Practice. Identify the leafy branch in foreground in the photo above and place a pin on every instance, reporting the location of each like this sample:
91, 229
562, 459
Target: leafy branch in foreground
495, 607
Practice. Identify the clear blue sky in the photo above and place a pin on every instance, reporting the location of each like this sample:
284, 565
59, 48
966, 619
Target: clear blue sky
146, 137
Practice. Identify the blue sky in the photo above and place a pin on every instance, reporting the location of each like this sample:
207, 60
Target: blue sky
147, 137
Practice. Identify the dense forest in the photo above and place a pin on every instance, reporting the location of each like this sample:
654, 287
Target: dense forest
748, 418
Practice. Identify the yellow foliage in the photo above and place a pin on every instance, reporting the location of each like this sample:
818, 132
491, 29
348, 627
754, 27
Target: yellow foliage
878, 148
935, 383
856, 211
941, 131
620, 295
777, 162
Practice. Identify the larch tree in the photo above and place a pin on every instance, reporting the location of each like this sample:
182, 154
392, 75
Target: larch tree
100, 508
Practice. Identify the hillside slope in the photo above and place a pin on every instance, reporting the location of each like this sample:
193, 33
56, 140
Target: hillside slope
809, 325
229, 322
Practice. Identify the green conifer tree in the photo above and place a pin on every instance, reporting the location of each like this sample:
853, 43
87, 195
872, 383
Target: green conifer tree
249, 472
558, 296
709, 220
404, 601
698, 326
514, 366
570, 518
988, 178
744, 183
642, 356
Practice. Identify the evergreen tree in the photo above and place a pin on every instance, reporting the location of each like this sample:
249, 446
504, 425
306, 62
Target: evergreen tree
:::
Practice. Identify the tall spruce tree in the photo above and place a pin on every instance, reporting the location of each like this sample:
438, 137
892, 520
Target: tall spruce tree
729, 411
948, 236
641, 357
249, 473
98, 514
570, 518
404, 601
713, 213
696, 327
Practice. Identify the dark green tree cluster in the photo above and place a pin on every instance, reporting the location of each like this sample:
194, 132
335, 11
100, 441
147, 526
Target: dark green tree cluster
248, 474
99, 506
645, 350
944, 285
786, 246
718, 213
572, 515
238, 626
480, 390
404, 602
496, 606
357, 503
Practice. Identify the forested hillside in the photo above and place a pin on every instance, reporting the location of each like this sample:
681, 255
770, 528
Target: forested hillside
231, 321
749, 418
:::
- YOUR ASSIGNMENT:
Locate the word "evergreen" in the entries, and copy every line where it is found.

- WRITTEN REPLY:
Practice. Identify the evergreen tree in the photo above and place a pin on every instance, reporting the location of each like this sample:
Target: evergreen tree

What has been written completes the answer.